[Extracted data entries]
===
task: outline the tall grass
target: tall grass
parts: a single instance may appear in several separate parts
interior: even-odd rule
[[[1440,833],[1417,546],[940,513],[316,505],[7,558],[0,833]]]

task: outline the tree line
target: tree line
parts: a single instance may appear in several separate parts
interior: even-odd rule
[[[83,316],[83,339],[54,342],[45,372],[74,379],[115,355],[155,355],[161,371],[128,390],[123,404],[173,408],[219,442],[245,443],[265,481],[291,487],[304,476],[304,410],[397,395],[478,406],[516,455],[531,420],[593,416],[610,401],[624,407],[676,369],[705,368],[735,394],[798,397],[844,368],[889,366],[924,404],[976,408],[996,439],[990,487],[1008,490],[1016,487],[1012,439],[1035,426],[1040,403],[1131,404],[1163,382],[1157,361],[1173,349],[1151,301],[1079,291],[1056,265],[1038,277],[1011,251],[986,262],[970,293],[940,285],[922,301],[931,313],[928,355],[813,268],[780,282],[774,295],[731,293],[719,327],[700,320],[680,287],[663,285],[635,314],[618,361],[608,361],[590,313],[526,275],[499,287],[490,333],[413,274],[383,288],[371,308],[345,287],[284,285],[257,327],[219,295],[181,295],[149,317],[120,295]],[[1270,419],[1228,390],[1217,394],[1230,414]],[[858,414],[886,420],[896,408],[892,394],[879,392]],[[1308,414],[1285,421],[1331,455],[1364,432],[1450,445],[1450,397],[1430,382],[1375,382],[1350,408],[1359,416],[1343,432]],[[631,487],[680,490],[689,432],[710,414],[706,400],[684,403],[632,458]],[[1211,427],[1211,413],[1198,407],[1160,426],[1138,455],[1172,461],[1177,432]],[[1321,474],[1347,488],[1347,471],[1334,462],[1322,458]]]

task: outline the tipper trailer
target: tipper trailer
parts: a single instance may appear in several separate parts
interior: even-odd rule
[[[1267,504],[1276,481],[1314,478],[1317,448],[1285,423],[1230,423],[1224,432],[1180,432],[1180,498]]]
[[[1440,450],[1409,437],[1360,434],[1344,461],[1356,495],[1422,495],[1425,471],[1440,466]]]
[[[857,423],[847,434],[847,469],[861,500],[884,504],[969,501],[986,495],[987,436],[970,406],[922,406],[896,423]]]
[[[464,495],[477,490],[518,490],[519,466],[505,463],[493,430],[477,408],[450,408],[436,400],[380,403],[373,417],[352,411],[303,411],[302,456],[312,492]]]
===
Lay out the data, starting with the line containing "task: outline the tipper trailer" and going on through the end of the data, as a two-column CSV with the columns request and outline. Give one row per request, with its text and its answer each in a single quoted field and line breaks replaced by spaces.

request,outline
"task: outline the tipper trailer target: tipper trailer parts: a single instance may appear in several separate parts interior: even-odd rule","[[[1267,504],[1276,481],[1314,478],[1317,448],[1285,423],[1230,423],[1224,432],[1180,432],[1180,498]]] [[[1440,450],[1409,437],[1360,434],[1344,461],[1356,495],[1422,495],[1425,471],[1440,466]]] [[[857,423],[847,434],[847,469],[861,500],[884,504],[969,501],[986,495],[987,436],[970,406],[922,406],[896,423]]] [[[464,495],[477,490],[518,490],[519,466],[505,463],[493,430],[477,408],[450,408],[436,400],[380,403],[373,417],[352,411],[303,411],[302,456],[312,492]]]"